> **WHAT IS NEEDED**
Duplicate all of the following lines exactly, without any changes.

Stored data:
"""
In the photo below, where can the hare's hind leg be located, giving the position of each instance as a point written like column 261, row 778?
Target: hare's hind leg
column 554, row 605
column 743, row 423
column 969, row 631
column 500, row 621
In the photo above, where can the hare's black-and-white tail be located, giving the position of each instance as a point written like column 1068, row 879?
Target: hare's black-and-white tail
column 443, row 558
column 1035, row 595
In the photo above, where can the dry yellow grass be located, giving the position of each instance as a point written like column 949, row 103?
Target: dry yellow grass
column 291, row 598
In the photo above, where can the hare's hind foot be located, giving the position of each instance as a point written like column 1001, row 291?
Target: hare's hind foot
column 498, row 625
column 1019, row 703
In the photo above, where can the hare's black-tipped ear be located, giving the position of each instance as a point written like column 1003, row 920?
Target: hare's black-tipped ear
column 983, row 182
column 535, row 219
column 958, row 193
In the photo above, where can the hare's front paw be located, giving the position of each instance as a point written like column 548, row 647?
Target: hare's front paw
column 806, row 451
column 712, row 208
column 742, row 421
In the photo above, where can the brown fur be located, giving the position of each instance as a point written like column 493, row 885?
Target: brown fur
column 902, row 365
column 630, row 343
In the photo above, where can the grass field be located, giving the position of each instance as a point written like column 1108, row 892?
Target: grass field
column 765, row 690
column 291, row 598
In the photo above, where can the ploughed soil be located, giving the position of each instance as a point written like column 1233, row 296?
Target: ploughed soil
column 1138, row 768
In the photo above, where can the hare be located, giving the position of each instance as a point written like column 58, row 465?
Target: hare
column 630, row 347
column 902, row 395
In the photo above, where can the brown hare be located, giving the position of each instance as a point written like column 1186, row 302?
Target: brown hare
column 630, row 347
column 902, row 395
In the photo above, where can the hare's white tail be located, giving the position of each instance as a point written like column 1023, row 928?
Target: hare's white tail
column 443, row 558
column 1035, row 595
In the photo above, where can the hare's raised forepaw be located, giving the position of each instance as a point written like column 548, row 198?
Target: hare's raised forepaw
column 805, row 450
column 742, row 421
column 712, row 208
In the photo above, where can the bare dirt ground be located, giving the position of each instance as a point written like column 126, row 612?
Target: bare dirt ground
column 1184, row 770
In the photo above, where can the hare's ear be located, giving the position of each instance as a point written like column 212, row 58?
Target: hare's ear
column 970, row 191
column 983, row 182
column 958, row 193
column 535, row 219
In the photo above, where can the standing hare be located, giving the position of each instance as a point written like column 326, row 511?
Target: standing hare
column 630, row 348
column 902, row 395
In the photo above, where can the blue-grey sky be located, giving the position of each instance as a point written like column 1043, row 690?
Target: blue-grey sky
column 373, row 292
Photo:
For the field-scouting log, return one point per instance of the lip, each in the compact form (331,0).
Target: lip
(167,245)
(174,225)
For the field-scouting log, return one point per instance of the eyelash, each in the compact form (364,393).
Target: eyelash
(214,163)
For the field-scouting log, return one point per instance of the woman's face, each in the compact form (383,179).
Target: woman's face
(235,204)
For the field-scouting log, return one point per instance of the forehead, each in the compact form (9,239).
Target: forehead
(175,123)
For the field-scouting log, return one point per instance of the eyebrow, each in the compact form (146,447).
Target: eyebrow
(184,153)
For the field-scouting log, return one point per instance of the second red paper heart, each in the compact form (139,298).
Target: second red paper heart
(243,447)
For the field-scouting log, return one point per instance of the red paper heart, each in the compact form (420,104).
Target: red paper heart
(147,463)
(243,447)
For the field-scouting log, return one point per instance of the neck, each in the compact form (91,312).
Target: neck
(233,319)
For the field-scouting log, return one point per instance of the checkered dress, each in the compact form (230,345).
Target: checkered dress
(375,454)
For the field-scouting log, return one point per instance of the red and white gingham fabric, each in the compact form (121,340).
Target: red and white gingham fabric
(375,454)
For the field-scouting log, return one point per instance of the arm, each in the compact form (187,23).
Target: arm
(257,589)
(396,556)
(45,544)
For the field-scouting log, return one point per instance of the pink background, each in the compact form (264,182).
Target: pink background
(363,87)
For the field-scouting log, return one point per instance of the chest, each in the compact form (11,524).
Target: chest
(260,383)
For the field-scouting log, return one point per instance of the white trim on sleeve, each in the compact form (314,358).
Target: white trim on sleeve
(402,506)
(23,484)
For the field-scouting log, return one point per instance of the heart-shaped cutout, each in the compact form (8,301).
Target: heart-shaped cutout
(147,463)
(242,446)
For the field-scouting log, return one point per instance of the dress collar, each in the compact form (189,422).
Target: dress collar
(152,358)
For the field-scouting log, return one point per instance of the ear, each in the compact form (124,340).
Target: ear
"""
> **FULL ANSWER**
In the photo below, where can the hare's hind leg be located, giving the position of each instance as a point written like column 261, row 778?
Target: hare's hind leg
column 554, row 605
column 743, row 423
column 969, row 631
column 500, row 621
In the photo above, where can the hare's black-and-white tail be located, giving the position of each instance as a point written like column 1068, row 879?
Target: hare's black-and-white tail
column 443, row 558
column 1035, row 595
In the photo above, where can the dry yellow grass be located, giving the position of each instance as a point written like column 949, row 103?
Target: dry yellow grass
column 291, row 598
In the photo above, where can the hare's hind foot be located, giving the position of each instance as a point written like column 1001, row 291?
Target: hare's hind foot
column 498, row 625
column 1019, row 703
In the photo above, where can the hare's black-tipped ear be located, giving the position of each instance as a point written like column 1003, row 920?
Target: hare's black-tipped ear
column 983, row 182
column 535, row 219
column 958, row 193
In the photo above, where can the hare's front paw be located, giving the position of each instance as a point written like column 548, row 647?
Target: hare's front paw
column 806, row 451
column 712, row 208
column 742, row 421
In the photo above, where can the brown fur be located, giving the position of each instance as a point written like column 493, row 885?
Target: brown fur
column 902, row 365
column 630, row 343
In the photo above, where can the grass field be located, giving the position of each instance as a point written like column 1108, row 892?
Target: grass field
column 765, row 690
column 291, row 598
In the photo above, where can the ploughed soil be located, giving the position of each instance as a point written like column 1233, row 296?
Target: ploughed soil
column 1138, row 768
In the photo above, where can the hare be located, giving the position of each instance as a point written like column 58, row 465?
Target: hare
column 630, row 347
column 902, row 395
In the photo above, where can the brown hare be located, giving the position of each instance as a point written like column 1186, row 302?
Target: brown hare
column 630, row 347
column 902, row 395
In the photo above, where can the hare's white tail be located, giving the position of each instance as a point written like column 1023, row 928?
Target: hare's white tail
column 443, row 558
column 1035, row 595
In the photo above, where can the hare's raised forepaw be located, giving the position of each instance as a point written like column 548, row 198?
Target: hare's raised forepaw
column 805, row 450
column 742, row 421
column 712, row 208
In the photo above, where can the bare dirt ground be located, giving the position of each instance as a point written like column 126, row 612?
Target: bare dirt ground
column 1184, row 770
In the photo above, where can the hare's ear be located, giving the position of each instance as a point written like column 212, row 58?
Target: hare's ear
column 970, row 191
column 983, row 182
column 958, row 193
column 535, row 219
In the photo above, where can the standing hare be located, giving the position of each instance as a point written like column 326, row 511?
Target: standing hare
column 630, row 348
column 902, row 395
In the photo above, where can the blue-grey sky be located, giving the position of each instance as a point written like column 1043, row 690?
Target: blue-grey sky
column 373, row 292
Photo:
For the field-scouting log, return one point per instance of the lip, each in the compact form (331,0).
Target: lip
(167,245)
(174,225)
For the field-scouting log, return one point per instance of the eyelash, each in the compact form (364,393).
Target: eyelash
(214,163)
For the field-scouting log, return one point per instance of the woman's face, each in the compact form (383,179).
Target: woman's face
(235,204)
For the field-scouting log, return one point per instance of the forehead, each in the compact form (9,239).
Target: forehead
(175,123)
For the field-scouting log, return one point per instance of the eyebrow, each in the compact form (146,447).
Target: eyebrow
(184,153)
For the field-scouting log, return one point per instance of the second red paper heart, each in the compact form (139,298).
Target: second red paper heart
(243,447)
For the field-scouting log, return one point per instance of the red paper heart, each in the compact form (420,104).
Target: red paper heart
(147,463)
(243,447)
For the field-scouting log, return one point per instance of the neck, each in the compact form (91,312).
Target: neck
(233,319)
For the field-scouting log, return one point per instance of the checkered dress, each in the compact form (230,345).
Target: checkered dress
(375,454)
For the field-scouting log, return one point per instance of the red and white gingham fabric, each in the compact form (121,340).
Target: red and white gingham fabric
(375,454)
For the field-scouting log, return one point per instance of the arm, each in the compact form (187,23).
Target: arm
(257,589)
(396,556)
(45,544)
For the field-scouting log, return one point per instance of the pink background, each in the compact form (264,182).
Target: pink background
(363,87)
For the field-scouting log, return one point per instance of the chest, each in the compact form (11,524).
Target: chest
(260,383)
For the field-scouting log, return one point per instance of the white trim on sleeve, each in the compact form (314,358).
Target: white trim on sleeve
(402,506)
(23,484)
For the field-scouting log, return one point per instance of the heart-shaped cutout, each in the compact form (8,301).
Target: heart-shaped cutout
(147,463)
(242,446)
For the field-scouting log, return one point per instance of the dress collar, each in the compact form (189,422).
Target: dress collar
(152,358)
For the field-scouting log, return one point per instance of the ear, each in the compact form (124,340).
Target: ear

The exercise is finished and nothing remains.